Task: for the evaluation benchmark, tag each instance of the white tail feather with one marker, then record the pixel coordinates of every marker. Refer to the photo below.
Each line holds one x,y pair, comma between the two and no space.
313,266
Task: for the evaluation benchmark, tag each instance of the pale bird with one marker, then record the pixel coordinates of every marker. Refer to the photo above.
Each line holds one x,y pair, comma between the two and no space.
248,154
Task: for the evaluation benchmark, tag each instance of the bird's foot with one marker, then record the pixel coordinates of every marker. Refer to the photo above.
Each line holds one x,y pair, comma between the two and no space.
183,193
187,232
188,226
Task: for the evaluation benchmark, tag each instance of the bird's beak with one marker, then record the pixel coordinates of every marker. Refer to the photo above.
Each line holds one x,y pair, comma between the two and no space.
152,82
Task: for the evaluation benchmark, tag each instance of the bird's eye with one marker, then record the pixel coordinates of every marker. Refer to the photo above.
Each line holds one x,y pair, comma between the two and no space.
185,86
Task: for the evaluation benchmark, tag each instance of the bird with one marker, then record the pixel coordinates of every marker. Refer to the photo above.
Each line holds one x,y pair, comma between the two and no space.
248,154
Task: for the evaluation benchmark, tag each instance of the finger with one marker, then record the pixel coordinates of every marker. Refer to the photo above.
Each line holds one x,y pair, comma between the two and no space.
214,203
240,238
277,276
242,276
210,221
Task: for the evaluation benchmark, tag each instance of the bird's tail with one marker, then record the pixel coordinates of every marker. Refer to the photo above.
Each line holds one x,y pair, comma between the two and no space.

- _Objective_
Please express every line of the entries above as a JSON list of strings, one string per line, with blank lines left out.

- _Expected output_
[
  "Task: for the evaluation benchmark, tag each instance of the white tail feather with one marker, then record the pixel coordinates of every marker. Refer to the photo below.",
  "Each line holds one x,y pair, comma between the two and no space.",
  "313,266",
  "Task: for the evaluation benchmark, tag each instance of the pale bird with one marker, then record the pixel coordinates of every marker. Refer to the photo above.",
  "Each line holds one x,y pair, comma between the two and no space.",
  "248,154",
  "Task: for the evaluation benchmark, tag each instance of the bird's foot with one marker, then record the pixel coordinates of every marker. Refer to the photo above.",
  "Each line holds one x,y pair, comma between the two and no space.",
  "183,193",
  "187,232",
  "188,226",
  "Task: for the evaluation benchmark, tag each instance of the bird's beak with one marker, then record the pixel coordinates of every marker. Refer to the photo above.",
  "Each line holds one x,y pair, comma between the two and no space.",
  "152,82",
  "Task: for the evaluation benchmark, tag each instance of the bird's eye with one marker, then record the pixel coordinates of every marker. Refer to the photo above.",
  "Each line holds one x,y pair, comma between the two and no space.",
  "185,86",
  "Task: for the evaluation benchmark, tag each instance of the bird with one marker, then record the pixel coordinates of every marker. Refer to the photo above.",
  "Each line holds one x,y pair, comma between the two and no space.",
  "248,154",
  "Task: for the evaluation benchmark, tag each instance of the finger with one marker, then record the pixel coordinates of every marker. Refer to the photo above.",
  "Each line holds one x,y pair, comma between the two and no space.",
  "214,203",
  "240,238",
  "277,276",
  "242,276",
  "210,221",
  "Task: for the evaluation benchmark, tag each instance of the bird's tail with one marker, then record the pixel coordinates of every marker. Refer to the photo above.",
  "Each line holds one x,y pair, comma between the two and no space."
]